◆ **Texto extraído**:
================
# Ejercicio Data Quality - Perfilado
## Evaluar la calidad de datos de las ventas de productos

Se quiere hacer una evaluación de calidad de datos sobre las ventas (sales) y pagos (payments). Para ello se requiere hacer un análisis de los siguientes puntos:
- Calidad de los datos
- Selección de clave principal
- Identificación de cardinalidad
- Obtener media, varianza y desviacion Estandar, covarianza, correlacion
- Mejorar la calidad.

**Referencia**: “Estadística Descriptiva con Python y Pandas”: https://coderhook.github.io/Descriptive%20Statistics

- Columnas sales:, orderNumber, orderLineNumber, orderDate, shippedDate, requiredDate, customerNumber, employeeNumber, productCode, status, comments, quantityOrdered, priceEach, sales_amount, origin

- Columnas payments:, customerNumber, checkNumber, paymentDate, amount

## Carga

In [15]:
import pandas as pd
import numpy as np
from tabulate import tabulate

In [16]:
sales_df = pd.read_csv('https://github.com/ricardoahumada/DataScienceBasics/raw/refs/heads/main/data/company_sales/sales.csv')

In [17]:
payments_df = pd.read_csv('https://github.com/ricardoahumada/DataScienceBasics/raw/refs/heads/main/data/company_sales/payments.csv')

## Calidad

### Sales

In [None]:
# Columnas
sales_df.columns = ['orderNumber', 'orderLineNumber', 'orderDate', 'shippedDate', 'requiredDate', 'customerNumber',
                    'employeeNumber', 'productCode', 'status', 'comments', 'quantityOrdered', 'priceEach', 'sales_amount', 'origin']
sales_df.info()

In [None]:
sales_df.head()

In [None]:
sales_df.tail()

In [None]:
sales_df.sample(20)

In [None]:
sales_df['orderDate'].unique()

In [None]:
sales_df['orderDate'].value_counts()
================
◆ **Listado de datos**:
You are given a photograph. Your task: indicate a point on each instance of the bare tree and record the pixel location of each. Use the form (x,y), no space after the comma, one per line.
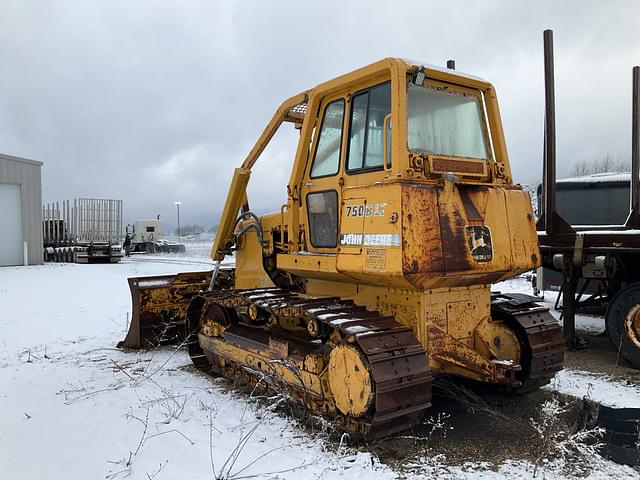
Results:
(606,164)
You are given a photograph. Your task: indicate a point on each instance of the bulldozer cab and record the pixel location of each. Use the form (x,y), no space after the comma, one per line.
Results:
(372,143)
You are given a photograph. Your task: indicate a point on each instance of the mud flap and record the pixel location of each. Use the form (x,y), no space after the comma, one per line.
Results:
(159,308)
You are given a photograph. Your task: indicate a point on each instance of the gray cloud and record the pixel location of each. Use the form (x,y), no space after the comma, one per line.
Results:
(154,101)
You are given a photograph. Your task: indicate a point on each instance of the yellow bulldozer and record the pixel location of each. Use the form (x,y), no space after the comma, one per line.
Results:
(375,276)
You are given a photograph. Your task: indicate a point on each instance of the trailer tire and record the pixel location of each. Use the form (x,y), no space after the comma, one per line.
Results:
(623,322)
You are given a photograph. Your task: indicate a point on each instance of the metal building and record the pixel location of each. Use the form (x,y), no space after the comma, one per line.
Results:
(20,211)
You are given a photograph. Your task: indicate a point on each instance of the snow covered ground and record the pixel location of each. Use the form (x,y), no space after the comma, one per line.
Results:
(72,406)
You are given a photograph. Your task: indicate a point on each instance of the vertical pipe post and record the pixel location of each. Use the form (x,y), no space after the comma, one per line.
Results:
(549,135)
(635,147)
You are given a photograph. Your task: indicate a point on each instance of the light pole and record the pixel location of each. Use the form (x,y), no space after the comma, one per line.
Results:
(177,204)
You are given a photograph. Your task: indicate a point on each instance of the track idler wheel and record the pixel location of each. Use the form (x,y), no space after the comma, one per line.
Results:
(350,380)
(203,315)
(623,323)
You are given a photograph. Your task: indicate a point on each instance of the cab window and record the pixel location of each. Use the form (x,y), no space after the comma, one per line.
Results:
(327,157)
(323,218)
(368,110)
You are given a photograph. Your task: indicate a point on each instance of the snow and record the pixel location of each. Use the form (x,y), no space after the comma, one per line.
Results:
(596,387)
(598,178)
(72,406)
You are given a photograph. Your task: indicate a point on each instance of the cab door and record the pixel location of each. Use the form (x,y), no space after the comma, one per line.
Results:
================
◆ **Tareas y ejercicios**:
[1] Traduce al inglés la siguiente oración del texto sobre calidad de datos: «Se quiere hacer una evaluación de calidad de datos sobre las ventas (sales) y pagos (payments).»
[2] Redacta lo que sigue en el texto sobre la calidad de datos de ventas y pagos, a partir de su último paso.

◆ **Respuestas por tarea**:
[1] The goal is to carry out a data quality assessment on sales and payments.

[2]
In [None]:
# columnas corruptas
sales_df_clean = sales_df.drop(columns=['orderDate', 'shippedDate', 'requiredDate','comments'])
sales_df_clean.info()

In [None]:
# nulos

sales_df_clean.isna().sum()

In [None]:
# atipicos

z_scores = (sales_df_clean-sales_df_clean.mean(numeric_only=True)) / \
    sales_df_clean.std(numeric_only=True)
z_scores_abs = z_scores.apply(np.abs)
print(tabulate(z_scores_abs, headers='keys'))

In [None]:
umbral = 3

out_mask = ~z_scores[z_scores_abs > umbral].isna()
print('\nOutliers per column:\n')
print(out_mask.sum())

In [None]:
sales_df_clean.describe()

In [None]:
outliers = sales_df_clean['quantityOrdered'][out_mask['quantityOrdered']]
print('Outliers:\n', outliers)

In [None]:
sales_df_clean.drop(outliers, inplace=True)
sales_df_clean.shape

In [None]:
# duplicados
sales_df_clean.duplicated().sum()

In [None]:
sales_df_clean[sales_df_clean.duplicated()]

In [40]:
sales_df_clean['complete_order_number'] = sales_df_clean['orderNumber'].astype('str')+'-'+sales_df_clean['orderLineNumber'].astype('str')

In [None]:
sales_df_clean.head()

In [None]:
dup_ordnums = sales_df_clean[sales_df_clean.duplicated()]['complete_order_number']
dup_ordnums.values

In [None]:
sales_df_clean[sales_df_clean['complete_order_number'].isin(dup_ordnums.values)]

In [None]:
sales_df_clean.drop_duplicates(inplace=True)
sales_df_clean[sales_df_clean.duplicated()]

In [None]:
# incoherencias
sales_df_clean.info()

In [None]:
sales_df_clean[['productCode', 'status', 'origin']] = sales_df_clean[['productCode', 'status', 'origin']].astype('category')
sales_df_clean.info()

In [None]:
# cardinalidad
print(sales_df_clean['status'].unique())
print(sales_df_clean['status'].value_counts())

In [56]:
def calc_cardinalidad(adf):
    result = {}
    for col in adf.columns:
        print('\n- Valores únicos para "{0}"'.format(col), '\n')
        # print(adf[col].unique())
        card = len(adf[col].unique())
        print('Num valores únicos: ', len(adf[col].unique()))
        result[col] = card

    return result

In [None]:
sales_card = calc_cardinalidad(sales_df_clean)
print(sales_card)

In [None]:
# frecuencias
for col in sales_df_clean.columns:
    print('\n- Frecuencias para "{0}"'.format(col), '\n')
    print(sales_df_clean[col].value_counts())

In [None]:
sales_df_clean.describe()

In [None]:
sales_df_clean.describe(include='category')

In [None]:
# corr
sales_corr = sales_df_clean.corr('pearson')
sales_corr

In [None]:
sales_corr[(np.abs(sales_corr) >= 0.7) & (np.abs(sales_corr) != 1)]

In [None]:
# sesgo
sales_skw = sales_df_clean.skew(numeric_only=True)
sales_skw

In [None]:
sales_skw[np.abs(sales_skw) > 2]

In [None]:
# kurtosis
sales_kurt = sales_df_clean.kurt(numeric_only=True)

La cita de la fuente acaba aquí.